Dataset records start

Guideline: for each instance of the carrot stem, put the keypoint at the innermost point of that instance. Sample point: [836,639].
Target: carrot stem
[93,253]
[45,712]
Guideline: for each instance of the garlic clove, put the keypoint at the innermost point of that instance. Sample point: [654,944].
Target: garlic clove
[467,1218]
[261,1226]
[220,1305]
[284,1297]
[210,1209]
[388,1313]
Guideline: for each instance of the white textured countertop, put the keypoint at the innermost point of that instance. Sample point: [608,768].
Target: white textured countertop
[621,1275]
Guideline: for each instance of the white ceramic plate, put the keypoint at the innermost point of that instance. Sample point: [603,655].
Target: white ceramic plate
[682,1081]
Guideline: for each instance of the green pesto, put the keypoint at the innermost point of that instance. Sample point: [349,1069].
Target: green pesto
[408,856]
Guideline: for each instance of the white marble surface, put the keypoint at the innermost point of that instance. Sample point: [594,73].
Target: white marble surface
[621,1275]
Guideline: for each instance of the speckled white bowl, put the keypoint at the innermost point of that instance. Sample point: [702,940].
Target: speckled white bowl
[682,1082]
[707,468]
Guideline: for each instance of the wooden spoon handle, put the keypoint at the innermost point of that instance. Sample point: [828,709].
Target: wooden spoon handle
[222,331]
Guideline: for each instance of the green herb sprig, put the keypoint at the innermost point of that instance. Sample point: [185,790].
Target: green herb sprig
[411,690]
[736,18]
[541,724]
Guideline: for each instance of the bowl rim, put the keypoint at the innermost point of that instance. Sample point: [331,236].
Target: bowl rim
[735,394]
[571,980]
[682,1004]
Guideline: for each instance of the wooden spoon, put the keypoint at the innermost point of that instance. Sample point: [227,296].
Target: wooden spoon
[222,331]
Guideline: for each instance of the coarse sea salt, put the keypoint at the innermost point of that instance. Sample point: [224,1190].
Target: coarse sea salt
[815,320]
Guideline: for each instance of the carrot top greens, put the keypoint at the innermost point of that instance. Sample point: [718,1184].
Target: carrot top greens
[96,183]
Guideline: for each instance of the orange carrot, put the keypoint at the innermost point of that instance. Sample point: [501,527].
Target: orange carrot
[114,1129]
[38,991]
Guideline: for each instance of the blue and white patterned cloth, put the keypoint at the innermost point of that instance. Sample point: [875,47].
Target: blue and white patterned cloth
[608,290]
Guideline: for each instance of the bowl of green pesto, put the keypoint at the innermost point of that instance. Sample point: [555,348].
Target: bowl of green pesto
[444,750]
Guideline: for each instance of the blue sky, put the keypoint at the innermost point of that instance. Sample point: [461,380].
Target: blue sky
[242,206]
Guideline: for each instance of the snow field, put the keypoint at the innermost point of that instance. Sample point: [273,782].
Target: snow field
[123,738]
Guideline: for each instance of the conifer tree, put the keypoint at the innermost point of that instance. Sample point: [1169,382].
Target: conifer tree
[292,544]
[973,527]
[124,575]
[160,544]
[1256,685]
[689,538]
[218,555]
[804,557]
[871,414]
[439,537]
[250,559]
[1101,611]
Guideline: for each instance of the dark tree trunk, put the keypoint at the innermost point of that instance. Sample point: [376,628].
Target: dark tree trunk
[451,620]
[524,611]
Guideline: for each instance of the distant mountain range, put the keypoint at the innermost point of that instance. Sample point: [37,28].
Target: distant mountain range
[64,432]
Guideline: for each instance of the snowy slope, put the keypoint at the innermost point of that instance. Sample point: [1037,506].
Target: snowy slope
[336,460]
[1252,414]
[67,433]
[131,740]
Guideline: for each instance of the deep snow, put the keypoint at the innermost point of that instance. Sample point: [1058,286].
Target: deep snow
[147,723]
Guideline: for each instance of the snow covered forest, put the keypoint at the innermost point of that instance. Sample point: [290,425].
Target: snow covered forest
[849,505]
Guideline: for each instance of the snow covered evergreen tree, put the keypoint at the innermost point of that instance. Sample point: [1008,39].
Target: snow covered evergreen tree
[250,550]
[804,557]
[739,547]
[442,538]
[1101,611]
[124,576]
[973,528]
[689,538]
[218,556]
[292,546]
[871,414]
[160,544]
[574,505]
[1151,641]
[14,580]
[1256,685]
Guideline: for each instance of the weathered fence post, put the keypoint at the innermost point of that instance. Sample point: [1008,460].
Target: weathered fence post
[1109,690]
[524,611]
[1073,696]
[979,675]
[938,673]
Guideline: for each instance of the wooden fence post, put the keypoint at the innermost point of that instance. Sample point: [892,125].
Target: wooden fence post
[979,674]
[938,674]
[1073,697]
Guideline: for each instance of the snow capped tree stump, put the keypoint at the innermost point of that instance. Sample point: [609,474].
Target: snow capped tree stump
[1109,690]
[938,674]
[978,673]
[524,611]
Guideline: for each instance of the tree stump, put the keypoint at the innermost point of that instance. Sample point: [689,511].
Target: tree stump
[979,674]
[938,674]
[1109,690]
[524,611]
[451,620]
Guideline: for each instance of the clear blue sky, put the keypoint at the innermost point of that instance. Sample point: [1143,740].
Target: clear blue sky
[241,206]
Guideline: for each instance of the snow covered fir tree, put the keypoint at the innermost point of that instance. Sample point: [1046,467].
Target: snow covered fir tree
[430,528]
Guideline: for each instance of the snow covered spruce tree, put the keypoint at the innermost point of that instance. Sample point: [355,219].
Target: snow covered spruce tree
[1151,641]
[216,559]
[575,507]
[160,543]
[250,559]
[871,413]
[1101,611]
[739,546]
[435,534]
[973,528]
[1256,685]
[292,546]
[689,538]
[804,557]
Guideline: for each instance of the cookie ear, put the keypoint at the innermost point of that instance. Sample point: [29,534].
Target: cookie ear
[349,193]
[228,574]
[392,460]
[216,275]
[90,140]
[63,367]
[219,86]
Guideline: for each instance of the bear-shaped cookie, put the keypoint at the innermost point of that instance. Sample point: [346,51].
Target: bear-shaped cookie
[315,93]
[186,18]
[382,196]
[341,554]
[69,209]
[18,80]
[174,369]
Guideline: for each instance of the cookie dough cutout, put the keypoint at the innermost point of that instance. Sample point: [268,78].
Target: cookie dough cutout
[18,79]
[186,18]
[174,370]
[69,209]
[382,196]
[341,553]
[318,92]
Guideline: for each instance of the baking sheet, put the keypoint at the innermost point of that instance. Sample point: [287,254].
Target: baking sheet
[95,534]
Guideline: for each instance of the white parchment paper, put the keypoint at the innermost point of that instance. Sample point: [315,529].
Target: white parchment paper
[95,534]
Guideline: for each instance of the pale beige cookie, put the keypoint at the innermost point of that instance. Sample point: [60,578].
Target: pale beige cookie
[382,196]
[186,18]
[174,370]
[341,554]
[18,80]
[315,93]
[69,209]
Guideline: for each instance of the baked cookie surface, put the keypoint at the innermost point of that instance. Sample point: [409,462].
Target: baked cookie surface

Dataset records end

#### Written problem
Repeat every record, exactly as written.

#### Written response
Guideline: for each instance of the carrot stem, put the keypoint at the innermost point of that instance. Sample point: [836,639].
Target: carrot stem
[93,253]
[45,712]
Guideline: for each instance of the garlic clove, put the keypoint at the innermost point of that instance. Sample point: [654,944].
Target: garlic clove
[467,1218]
[261,1226]
[220,1305]
[284,1297]
[210,1209]
[388,1313]
Guideline: for each instance of the white textured countertop, put the keypoint at the innermost point of that instance. Sample point: [608,768].
Target: white textured countertop
[621,1275]
Guideline: for each instance of the white ceramic plate, put the keypoint at the innermost point of that instance. Sample point: [603,655].
Target: white ceramic plate
[682,1081]
Guideline: for each instance of the green pesto, put the keypoint at the innermost point of that instance. Sample point: [349,1069].
Target: green pesto
[408,856]
Guideline: for each instance of the white marble surface, put the keypoint at the innermost point of that instance. Sample point: [594,73].
Target: white marble surface
[621,1275]
Guideline: for each instance of the speckled white bowl, put the keypoint at the innermost point of that instance. Sample point: [702,940].
Target: speckled white bowl
[682,1082]
[707,468]
Guideline: for each instance of the wooden spoon handle, put the keypoint at the innermost point of that instance. Sample point: [828,709].
Target: wooden spoon handle
[222,331]
Guideline: for each instance of the green herb sprig, put the keypoint at the innermost point of that instance. Sample point: [185,790].
Target: green herb sprig
[411,690]
[736,18]
[541,724]
Guideline: for each instance of the bowl rim, put the keypoint at the innermost point of that instance. Sample point: [331,236].
Target: bowl rim
[735,394]
[571,980]
[682,1004]
Guideline: for each instance of the wooden spoon, put the keypoint at the innermost point of that instance. Sample point: [227,296].
Target: wooden spoon
[222,331]
Guideline: for each instance of the coarse sea salt, put the keypoint at the innermost point of that instance. Sample point: [224,1190].
Target: coarse sea salt
[815,320]
Guideline: for each instance of the carrot top greens, put the keypoint at the innermost point of that instance. Sample point: [718,1184].
Target: carrot top greens
[96,183]
Guideline: for each instance of the orange carrot, put the keypoint at the innermost point of that instance. Sample point: [501,527].
Target: orange carrot
[114,1129]
[38,991]
Guideline: for each instance of the blue and white patterned cloth, put the keypoint at the innermost point of that instance. Sample point: [875,47].
Target: blue and white patterned cloth
[608,290]
Guideline: for each instance of the bowl of green pesto, put the keypoint at the innermost point of that instance. Sample point: [555,348].
Target: bowl of green pesto
[444,750]
Guideline: for each instance of the blue sky, put the keypoint at the innermost point of that instance. Sample point: [461,380].
Target: blue sky
[242,206]
Guideline: for each instance of the snow field, put the keypoint at the innermost point of that instance. Sample point: [273,782].
Target: snow field
[123,738]
Guideline: for each instance of the conifer tree, put the keypoint at the innermost point of that instance. Sample point: [1169,382].
Target: conifer tree
[292,544]
[973,527]
[124,575]
[160,544]
[1256,685]
[689,538]
[218,555]
[804,557]
[871,414]
[439,537]
[250,559]
[1101,611]
Guideline: for each instance of the dark tree trunk, put the keypoint at the innermost point of that instance. Sample point: [376,628].
Target: dark tree trunk
[451,620]
[524,611]
Guideline: for each instance of the distant mountain range, put the keypoint at the innermost point of that instance. Sample point: [37,28].
Target: distant mountain range
[64,432]
Guideline: for each instance of the snowy slope, put the keypoint at the innermost point of that instance. Sample point: [1037,506].
Target: snowy slope
[336,460]
[1252,414]
[67,433]
[131,740]
Guideline: for each instance of the deep snow, put the keypoint at the innermost point of that instance. Sample point: [1058,286].
Target: deep snow
[147,723]
Guideline: for each instance of the snow covered forest, put the keypoint at the innermost point of that instance. Sample point: [290,425].
Target: snow covered forest
[849,505]
Guideline: for each instance of the snow covered evergreen tree, put the keypoint at the innermost point of that instance. Sample point: [1008,39].
Target: snow covered evergreen tree
[250,550]
[804,557]
[739,547]
[442,538]
[1101,611]
[124,576]
[973,528]
[689,538]
[218,556]
[292,546]
[871,414]
[160,544]
[574,505]
[1151,641]
[14,580]
[1256,685]
Guideline: for each instance of the weathered fence post, put the keypoint at the innermost point of that instance. Sample point: [1008,460].
Target: weathered fence post
[1109,690]
[524,611]
[1073,696]
[979,675]
[938,673]
Guideline: for each instance of the wooden fence post, put the keypoint at the innermost point of that instance. Sample point: [892,125].
Target: wooden fence post
[979,674]
[938,674]
[1073,697]
Guideline: for each instance of the snow capped tree stump, put the keypoint at the innermost point of that instance. Sample point: [609,474].
Target: snow capped tree stump
[1109,690]
[938,674]
[978,673]
[524,611]
Guideline: for each instance of the tree stump, put the keypoint at the innermost point of that instance. Sample point: [689,511].
Target: tree stump
[979,674]
[938,674]
[1109,690]
[524,611]
[451,620]
Guideline: for each instance of the clear blue sky, put the keypoint at the innermost point of that instance. Sample point: [1143,740].
Target: clear blue sky
[241,206]
Guideline: for each instance of the snow covered fir tree, put the keypoint at the innermost point of that instance. Sample point: [1046,467].
Target: snow covered fir tree
[430,528]
Guideline: for each instance of the snow covered spruce tree, put the keypoint at the innermost point of that instance. Sample point: [355,219].
Target: snow covered spruce tree
[1151,641]
[216,559]
[575,507]
[160,543]
[250,559]
[871,413]
[1101,611]
[739,546]
[435,534]
[973,528]
[1256,685]
[292,546]
[689,538]
[804,557]
Guideline: for each instance of the cookie ear, put the keypoint at the innermost point of that instance. Sample point: [29,534].
Target: cookie ear
[349,193]
[228,574]
[392,460]
[216,275]
[90,140]
[63,367]
[219,86]
Guideline: for each instance of the bear-shaped cookie, put the keypoint at the innermost point of that instance. Sample point: [346,51].
Target: bear-shaped cookie
[315,93]
[186,18]
[382,196]
[341,554]
[69,209]
[18,80]
[174,369]
Guideline: for each instance of the cookie dough cutout, put the keypoint at the innermost point of that instance. Sample point: [268,78].
Target: cookie dough cutout
[18,79]
[186,18]
[174,370]
[69,209]
[382,196]
[341,553]
[318,92]
Guideline: for each instance of the baking sheet, put the keypoint at the innermost point of that instance. Sample point: [287,254].
Target: baking sheet
[95,534]
Guideline: for each instance of the white parchment paper, put the keypoint at the innermost point of that instance. Sample point: [315,529].
Target: white parchment paper
[95,534]
Guideline: for each instance of the pale beige cookie, put the keypoint at the innermost point of that instance. Sample point: [60,578].
Target: pale beige cookie
[382,196]
[186,18]
[174,370]
[341,554]
[18,80]
[315,93]
[69,209]
Guideline: for each instance of the baked cookie surface, put the keypoint at the innermost point of that instance. Sample point: [409,462].
Target: baked cookie surface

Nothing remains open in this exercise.